Personal information
- Born: 21 March 1997 (age 29) Osaka Prefecture, Japan
- Height: 1.73 m (5 ft 8 in)
- Weight: 64 kg (141 lb)

Sport
- Country: Japan
- Sport: Badminton
- Handedness: Right

Men's singles
- Highest ranking: 71 (23 March 2017)
- BWF profile

Medal record
Men's badminton
Representing Japan
World Junior Championships
| Bronze medal – third place | 2014 Alor Setar | Mixed team |
Asian Junior Championships
| Bronze medal – third place | 2014 Taipei | Boys' doubles |
| Bronze medal – third place | 2014 Taipei | Mixed team |
| Bronze medal – third place | 2013 Kota Kinabalu | Mixed team |

= Hashiru Shimono =

Japanese badminton player (born 1997)

Hashiru Shimono (下農走, Shimono Hashiru) is a Japanese badminton player. In his junior career, he won three bronze medals with the Japanese national team in the team event at the 2014 World Junior Championships and the 2013 and 2014 Asian Junior Championships. He also won an individual boys' doubles bronze medal with Kanta Tsuneyama at the 2014 Asian Junior Championships.

Shimono began his senior career with the Tonami Transportation team in 2015. Initially a singles player, he won his first international title at the 2020 Estonian International. After shifting his focus to doubles in 2022, he was the runner-up in men's doubles at the 2022 Canadian International with Mahiro Kaneko, and in mixed doubles at the 2023 Northern Marianas Open with Miku Shigeta. He has been affiliated with the Kanazawa Gakuin Club since 2024.

■ SUPPLIED INFORMATION ■
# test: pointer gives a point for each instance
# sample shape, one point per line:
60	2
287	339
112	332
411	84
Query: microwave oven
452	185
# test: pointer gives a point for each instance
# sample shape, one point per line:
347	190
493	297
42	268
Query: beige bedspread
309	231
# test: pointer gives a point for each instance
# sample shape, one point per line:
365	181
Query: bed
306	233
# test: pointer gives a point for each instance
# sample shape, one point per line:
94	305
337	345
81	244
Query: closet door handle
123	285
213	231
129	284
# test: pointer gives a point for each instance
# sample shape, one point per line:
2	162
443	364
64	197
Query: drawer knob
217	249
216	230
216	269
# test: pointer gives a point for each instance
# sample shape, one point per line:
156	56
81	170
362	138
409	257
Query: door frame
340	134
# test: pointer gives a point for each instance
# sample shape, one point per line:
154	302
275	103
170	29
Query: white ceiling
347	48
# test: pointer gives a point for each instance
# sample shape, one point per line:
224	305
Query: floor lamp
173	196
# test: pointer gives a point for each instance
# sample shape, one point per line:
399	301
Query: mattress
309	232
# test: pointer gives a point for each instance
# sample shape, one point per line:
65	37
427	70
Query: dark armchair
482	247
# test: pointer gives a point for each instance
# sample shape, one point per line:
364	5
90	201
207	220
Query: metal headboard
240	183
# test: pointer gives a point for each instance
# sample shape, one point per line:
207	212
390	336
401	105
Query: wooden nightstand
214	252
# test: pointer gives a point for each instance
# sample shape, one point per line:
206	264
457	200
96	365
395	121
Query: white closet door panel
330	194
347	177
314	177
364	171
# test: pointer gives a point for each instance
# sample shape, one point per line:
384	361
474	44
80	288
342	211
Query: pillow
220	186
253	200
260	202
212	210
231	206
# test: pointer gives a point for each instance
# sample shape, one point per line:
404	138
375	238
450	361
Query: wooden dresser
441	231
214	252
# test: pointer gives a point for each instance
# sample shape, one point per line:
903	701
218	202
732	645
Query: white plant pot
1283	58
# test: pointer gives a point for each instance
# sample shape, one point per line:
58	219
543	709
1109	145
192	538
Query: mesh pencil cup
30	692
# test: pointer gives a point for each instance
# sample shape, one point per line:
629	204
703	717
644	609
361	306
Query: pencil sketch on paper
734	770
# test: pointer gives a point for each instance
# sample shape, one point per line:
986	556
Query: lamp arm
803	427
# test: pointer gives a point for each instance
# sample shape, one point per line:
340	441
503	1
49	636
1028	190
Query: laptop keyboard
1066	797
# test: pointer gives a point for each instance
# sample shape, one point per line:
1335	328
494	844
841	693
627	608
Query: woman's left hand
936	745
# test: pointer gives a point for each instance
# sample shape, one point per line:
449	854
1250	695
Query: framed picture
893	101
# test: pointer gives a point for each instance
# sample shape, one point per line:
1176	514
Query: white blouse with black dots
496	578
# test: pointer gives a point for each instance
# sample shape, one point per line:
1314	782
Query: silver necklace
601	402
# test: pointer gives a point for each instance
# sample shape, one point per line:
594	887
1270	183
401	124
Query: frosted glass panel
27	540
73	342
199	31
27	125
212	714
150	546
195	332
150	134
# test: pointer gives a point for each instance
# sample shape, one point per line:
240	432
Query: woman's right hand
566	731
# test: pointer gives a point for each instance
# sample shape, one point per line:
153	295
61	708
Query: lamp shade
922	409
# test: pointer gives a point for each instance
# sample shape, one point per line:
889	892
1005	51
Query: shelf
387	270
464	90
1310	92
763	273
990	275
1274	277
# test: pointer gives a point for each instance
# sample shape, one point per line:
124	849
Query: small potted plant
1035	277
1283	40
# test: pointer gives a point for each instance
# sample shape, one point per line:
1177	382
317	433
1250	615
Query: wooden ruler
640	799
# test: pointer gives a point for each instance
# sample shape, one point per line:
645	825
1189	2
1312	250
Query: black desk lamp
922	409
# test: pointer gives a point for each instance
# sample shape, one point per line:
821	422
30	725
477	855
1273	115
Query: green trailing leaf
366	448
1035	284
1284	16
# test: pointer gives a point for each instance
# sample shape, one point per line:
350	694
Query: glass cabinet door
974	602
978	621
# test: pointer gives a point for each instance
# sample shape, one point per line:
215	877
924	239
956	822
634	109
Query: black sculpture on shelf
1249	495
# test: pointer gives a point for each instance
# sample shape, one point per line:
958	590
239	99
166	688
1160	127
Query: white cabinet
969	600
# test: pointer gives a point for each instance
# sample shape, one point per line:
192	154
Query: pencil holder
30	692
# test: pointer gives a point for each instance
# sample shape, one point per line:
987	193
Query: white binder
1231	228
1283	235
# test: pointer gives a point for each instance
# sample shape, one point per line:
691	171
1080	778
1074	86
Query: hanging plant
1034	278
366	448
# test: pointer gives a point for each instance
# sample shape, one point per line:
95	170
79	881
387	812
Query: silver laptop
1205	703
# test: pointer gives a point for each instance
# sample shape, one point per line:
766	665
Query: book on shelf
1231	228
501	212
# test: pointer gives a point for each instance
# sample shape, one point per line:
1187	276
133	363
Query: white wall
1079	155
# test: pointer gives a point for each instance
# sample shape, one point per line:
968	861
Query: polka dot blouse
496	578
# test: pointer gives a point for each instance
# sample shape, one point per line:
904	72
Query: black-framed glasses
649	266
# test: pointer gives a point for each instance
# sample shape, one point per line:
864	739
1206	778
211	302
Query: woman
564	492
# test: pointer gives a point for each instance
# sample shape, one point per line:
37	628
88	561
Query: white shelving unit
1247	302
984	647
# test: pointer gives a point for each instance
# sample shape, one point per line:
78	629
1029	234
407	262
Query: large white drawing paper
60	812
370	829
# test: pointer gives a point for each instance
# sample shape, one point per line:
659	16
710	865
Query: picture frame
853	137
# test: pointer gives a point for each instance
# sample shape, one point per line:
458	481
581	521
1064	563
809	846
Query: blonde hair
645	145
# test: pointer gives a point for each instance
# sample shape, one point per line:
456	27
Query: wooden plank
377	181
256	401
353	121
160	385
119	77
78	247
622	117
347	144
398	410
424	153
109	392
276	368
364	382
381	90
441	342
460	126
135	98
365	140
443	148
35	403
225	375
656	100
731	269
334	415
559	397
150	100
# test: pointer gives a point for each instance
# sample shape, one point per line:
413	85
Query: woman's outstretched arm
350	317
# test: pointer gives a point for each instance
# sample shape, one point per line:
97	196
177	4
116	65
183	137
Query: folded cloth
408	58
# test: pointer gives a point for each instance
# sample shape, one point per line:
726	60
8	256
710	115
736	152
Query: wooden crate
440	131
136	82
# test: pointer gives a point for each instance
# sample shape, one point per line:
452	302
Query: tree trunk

■ WHAT YOU WILL DO ■
a - List every partner the Hashiru Shimono article names alongside Shimono in a doubles event.
b - Summarize the Hashiru Shimono article in two sentences.
c - Continue the Hashiru Shimono article from where it stops.

■ RESPONSES ■
a - Kanta Tsuneyama, Mahiro Kaneko, Miku Shigeta

b - Hashiru Shimono is a Japanese badminton player who, as a junior, won three team bronze medals at the 2013 and 2014 Asian Junior Championships and the 2014 World Junior Championships, plus a boys' doubles bronze with Kanta Tsuneyama in 2014. He joined the Tonami Transportation team in 2015, won his first international title in singles at the 2020 Estonian International, and after moving to doubles in 2022 finished runner-up at the 2022 Canadian International and the 2023 Northern Marianas Open.

c -
== Early career ==
Hashiru Shimono began his badminton career at age six. He received early training and education at Uriwari Nishi SSC, Daito Junior High School, and Higashi Osaka University Kashiwara High School. From 2012 to 2014, Shimono was a member of the Japan U-19 junior national team and part of three bronze medal-winning mixed teams at the 2013 and 2014 Asian Junior Championships, and at the 2014 World Junior Championships.

During his junior career, Shimono partnered with Kanta Tsuneyama in boys' doubles. The pair won a bronze medal at the 2014 Asian Junior Championships. They won two major Japanese national titles, defeating Kenya Mitsuhashi and Yuta Watanabe in the finals of both the 2013 All Japan Junior Championship and the 2014 Inter-High School Championships.

== Career ==
Shimono began his professional career in 2015, joining the Tonami Transportation badminton team. From 2014 to 2021, he was a member of the Japan national B team, except for in 2018. He transferred to the Kanazawa Gakuin Club for the 2024 season.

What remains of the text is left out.